CONSIGNAS DE TRABAJO:
A. Según el texto sobre la industrialización en la España del siglo XIX, ¿en qué año inició su mecanización la industria textil catalana?
B. Prosigue el texto sobre la industrialización en la España del siglo XIX después de su última frase.

SECCIÓN DE TEXTO:
◇ ◇ ◇ ◇ ◇ ◇ ◇

En la España del siglo XIX, el proceso de industrialización sufríó un notable retraso con
respecto a otros países europeos. Sin embargo, algunas zonas de la Península iniciaron desde
1830 el camino hacia la industria moderna.
Los factores que explican esta tardía industrialización son múltiples: el atraso agrario,
la escasa capacidad de compra y de demanda de productos industriales y ausencia de
excedentes de capital para invertir, la deficiente red viaria y la posición geográfica marginal
respecto a Europa, la escasez de materias primas y fuentes de energía, las carencias
tecnológicas, la inestabilidad política o la elevada Deuda Pública. Todo ello dificultó el proceso
industrializador del país.
No obstante, algunos focos como Cataluña y el País Vasco y sectores como industria
textil y siderurgia sí lograron desarrollarse. La industria textil catalana fue la primera en crecer,
iniciando su mecanización en 1830. Sin embargo, tuvo que hacer frente a dos limitaciones muy
importantes. Por una lado, la escasez de carbón para hacer funcionar las máquinas y por otro,
la debilidad del mercado español, con una demanda condicionada por la situación económica y
unos empresarios dependientes de las medidas proteccionistas del gobierno. El crecimiento
fue constante durante el Siglo XIX y el primer tercio del XX, tan sólo interrumpido durante la
Guerra de Secesión de Estados Unidos, cuando se produjo el “hambre de algodón”. Cabe decir
que las cantidades producidas fueron siempre muy pequeñas comparadas con las de otros
países europeos.
La siderurgia fue el sector que desde mediados del Siglo XIX, acompañó al textil en el
desarrollo de la industria moderna. Los primeros intentos de crear una industria siderúrgica se
dieron en Andalucía (Málaga) a partir de 1826. Pero esta primera tentativa fracasó por la
dificultad para adquirir carbón de coque, lo que elevaba los costes, provocando su decadencia
en la segunda mitad del XIX. A partir de entonces y entre 1869y 1880, Asturias se convirtió en
el centro siderúrgico. Su principal problema fue la escasa calidad y poder calorífico de la hulla
asturiana, lo que le haría perder con el tiempo su primacía frente a la industria siderúrgica
vasca. A partir de 1876 con la llegada del carbón de coque galés, de muy buena calidad, se
consolidó la industria siderúrgica del País Vasco. El mayor poder calorífico del combustible y su
precio más reducido comportó la consolidación de los altos hornos de Bilbao como centros
productores y exportadores de hierro y acero hacia Gran Bretaña.
En el resto del país y durante el último tercio del Siglo XIX, ciertos talleres comenzaron
a modernizarse y a crear una trama industrial, aunque de manera muy lenta y muy lejos de lo
que estaba sucediendo en otros países de Europa. Cabe destacar la industria agroalimentaria,
la tipográfica y editorial, el sector metalúrgico y químico o la industria del gas.

◇ ◇ ◇ ◇ ◇ ◇ ◇

FILAS LISTADAS:
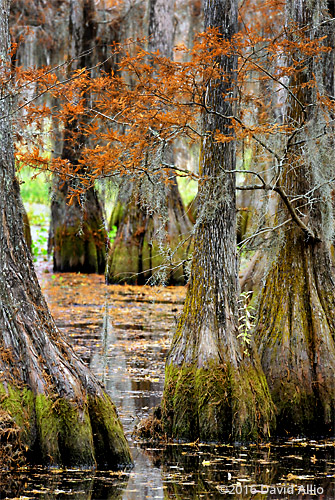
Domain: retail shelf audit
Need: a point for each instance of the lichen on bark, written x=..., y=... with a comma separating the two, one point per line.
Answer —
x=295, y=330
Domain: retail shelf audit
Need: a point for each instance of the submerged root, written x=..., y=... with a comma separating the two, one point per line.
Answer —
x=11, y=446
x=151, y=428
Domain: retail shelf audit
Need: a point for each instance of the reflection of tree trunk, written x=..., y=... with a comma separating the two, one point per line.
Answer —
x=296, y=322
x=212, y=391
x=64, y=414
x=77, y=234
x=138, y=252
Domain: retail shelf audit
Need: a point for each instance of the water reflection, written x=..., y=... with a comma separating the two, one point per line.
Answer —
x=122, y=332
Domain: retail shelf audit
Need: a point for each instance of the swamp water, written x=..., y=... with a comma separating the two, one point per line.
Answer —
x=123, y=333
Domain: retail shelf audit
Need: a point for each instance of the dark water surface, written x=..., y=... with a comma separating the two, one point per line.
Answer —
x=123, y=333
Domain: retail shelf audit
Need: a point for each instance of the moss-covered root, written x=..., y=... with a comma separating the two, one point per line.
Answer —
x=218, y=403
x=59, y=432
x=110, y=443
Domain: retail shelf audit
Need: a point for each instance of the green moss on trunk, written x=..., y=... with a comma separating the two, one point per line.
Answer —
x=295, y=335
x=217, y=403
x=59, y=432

◇ ◇ ◇ ◇ ◇ ◇ ◇

RESULTADOS FINALES:
A. En 1830.

B.
También en este periodo tuvo lugar la explotación masiva de yacimientos mineros en
el subsuelo español, que contaba con abundantes reservas del hierro, cobre, plomo, cinc,
Mercurio y carbón. La Ley de Minas de 1868, también denominada de Desamortización del
Subsuelo supuso la liberalización del sector. La explotación de los yacimientos tuvo escasos
efectos de arrastre sobre el conjunto de la economía española al ser explotados por
sociedades extranjeras de manera casi exclusiva y ser exportados en su inmensa mayoría.
En cuanto al desarrollo de los transportes, la implantación progresiva del ferrocarril en
la segunda mitad del Siglo XIX implicó la articulación de un mercado interno en crecimiento.
La red ferroviaria se inició en 1855, de forma más tardía y lenta que en otros países,
con la aprobación de la Ley General de Ferrocarriles. Anteriormente sólo funcionaban algunas
líneas, entre ellas la de Barcelona-Mataró (1848) y la de Madrid-Aranjuez (1851).
La construcción del ferrocarril en España se produjo en varias etapas. En la primera
gran expansión (1855-1866), se estructuró el trazado de la red (hacia Levante, Andalucía y la
frontera francesa) y estuvo marcada por la inversión extranjera. La segunda etapa fue la de la
crisis financiera (1866-1873), que supuso una paralización ante la evidencia de la escasa
rentabilidad que tenían las inversiones ferroviarias. Posteriormente se produjo una nueva
etapa constructiva (desde 1873), completándose el trazado de red que había quedado
paralizado.
La ley de 1855 fue el referente normativo de la construcción de la red y algunos de sus
aspectos condicionaron la historia económica de los cien años siguientes. En primer lugar, fijó
una estructura radial con centro en Madrid, dificultando las comunicaciones entre las zonas
más industriales y dinámicas. En segundo lugar, fijó un ancho de vía mayor que el de la
mayoría de líneas europeas, obstaculizando los intercambios con el resto de Europa. En tercer
lugar, la ley permitíó a las compañías extranjeras importar materiales libres de aranceles
aduaneros. Ésta ha sido considerada la oportunidad perdida para el desarrollo del mercado
interior, puesto que los materiales necesarios para la construcción fueron traídos del
extranjero y no adquiridos al sector siderúrgico o de maquinaria español.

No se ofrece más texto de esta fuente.